__Request__. Could you quote the items word for word, from their first line through the line containing "pixel 211 149", including that line?

__Dataset entries__.

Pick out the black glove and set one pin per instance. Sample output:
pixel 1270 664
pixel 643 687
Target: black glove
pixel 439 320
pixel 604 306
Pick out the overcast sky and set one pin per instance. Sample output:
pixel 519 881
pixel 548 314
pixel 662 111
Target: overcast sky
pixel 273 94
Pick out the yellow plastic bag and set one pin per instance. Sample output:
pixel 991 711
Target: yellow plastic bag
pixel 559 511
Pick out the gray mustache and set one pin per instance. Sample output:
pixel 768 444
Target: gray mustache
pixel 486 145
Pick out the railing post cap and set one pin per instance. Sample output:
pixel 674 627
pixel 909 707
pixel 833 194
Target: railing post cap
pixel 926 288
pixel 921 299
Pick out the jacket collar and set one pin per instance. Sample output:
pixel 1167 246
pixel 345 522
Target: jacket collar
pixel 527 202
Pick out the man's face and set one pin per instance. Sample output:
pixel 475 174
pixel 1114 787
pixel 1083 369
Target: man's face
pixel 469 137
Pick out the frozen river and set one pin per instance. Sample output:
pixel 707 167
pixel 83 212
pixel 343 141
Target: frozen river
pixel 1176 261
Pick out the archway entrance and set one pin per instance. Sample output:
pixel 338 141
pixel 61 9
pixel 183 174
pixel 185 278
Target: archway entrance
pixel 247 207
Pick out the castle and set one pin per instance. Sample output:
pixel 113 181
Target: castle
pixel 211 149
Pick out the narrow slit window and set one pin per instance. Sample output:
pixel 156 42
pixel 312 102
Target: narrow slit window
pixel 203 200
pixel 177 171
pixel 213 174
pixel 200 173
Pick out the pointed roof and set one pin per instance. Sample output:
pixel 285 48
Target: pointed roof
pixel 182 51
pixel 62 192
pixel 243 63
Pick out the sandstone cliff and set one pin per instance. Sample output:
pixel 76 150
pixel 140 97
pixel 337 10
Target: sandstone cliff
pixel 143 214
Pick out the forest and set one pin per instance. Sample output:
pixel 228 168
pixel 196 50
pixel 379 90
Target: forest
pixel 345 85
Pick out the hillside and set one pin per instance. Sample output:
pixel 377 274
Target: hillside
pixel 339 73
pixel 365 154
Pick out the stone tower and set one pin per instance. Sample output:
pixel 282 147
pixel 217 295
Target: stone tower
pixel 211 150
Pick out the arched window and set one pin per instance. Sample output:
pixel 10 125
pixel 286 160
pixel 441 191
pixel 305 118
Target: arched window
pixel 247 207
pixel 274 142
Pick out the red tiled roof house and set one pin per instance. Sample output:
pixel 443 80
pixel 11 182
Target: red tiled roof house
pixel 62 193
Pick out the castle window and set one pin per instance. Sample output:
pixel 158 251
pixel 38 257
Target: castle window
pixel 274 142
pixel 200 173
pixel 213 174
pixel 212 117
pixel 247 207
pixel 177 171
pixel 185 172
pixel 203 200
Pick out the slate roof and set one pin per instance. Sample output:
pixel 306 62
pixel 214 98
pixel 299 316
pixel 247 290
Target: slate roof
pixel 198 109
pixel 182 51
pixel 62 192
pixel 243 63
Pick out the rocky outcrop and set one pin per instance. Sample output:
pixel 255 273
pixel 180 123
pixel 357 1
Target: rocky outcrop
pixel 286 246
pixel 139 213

__Solution to the problem__.
Pick out the black glove and set one pin per instance. Sample output:
pixel 1270 664
pixel 643 687
Target: black glove
pixel 439 320
pixel 604 306
Pick out the overcast sky and set one pin per instance. Sample output:
pixel 519 881
pixel 548 314
pixel 662 111
Target: overcast sky
pixel 273 94
Pick out the yellow plastic bag and set one pin per instance. Sample output:
pixel 991 711
Target: yellow plastic bag
pixel 559 511
Pick out the gray mustache and set one pin per instance. Sample output:
pixel 768 444
Target: gray mustache
pixel 486 145
Pick out the railing post cap and set one pin per instance. Sample output:
pixel 674 627
pixel 909 707
pixel 833 194
Target: railing post cap
pixel 926 288
pixel 921 299
Pick out the jacket collar and set one pin per instance. Sample output:
pixel 1167 246
pixel 345 522
Target: jacket collar
pixel 527 202
Pick out the man's face and set one pin per instance. Sample output:
pixel 475 174
pixel 1114 787
pixel 1083 369
Target: man's face
pixel 469 137
Pick out the frozen river and set one pin per instance. Sample output:
pixel 707 167
pixel 83 212
pixel 343 141
Target: frozen river
pixel 1176 261
Pick out the archway entrance and set one pin per instance. Sample output:
pixel 338 141
pixel 61 9
pixel 183 174
pixel 185 278
Target: archway entrance
pixel 247 207
Pick out the castle and set one pin per instance. Sample output:
pixel 113 181
Target: castle
pixel 211 149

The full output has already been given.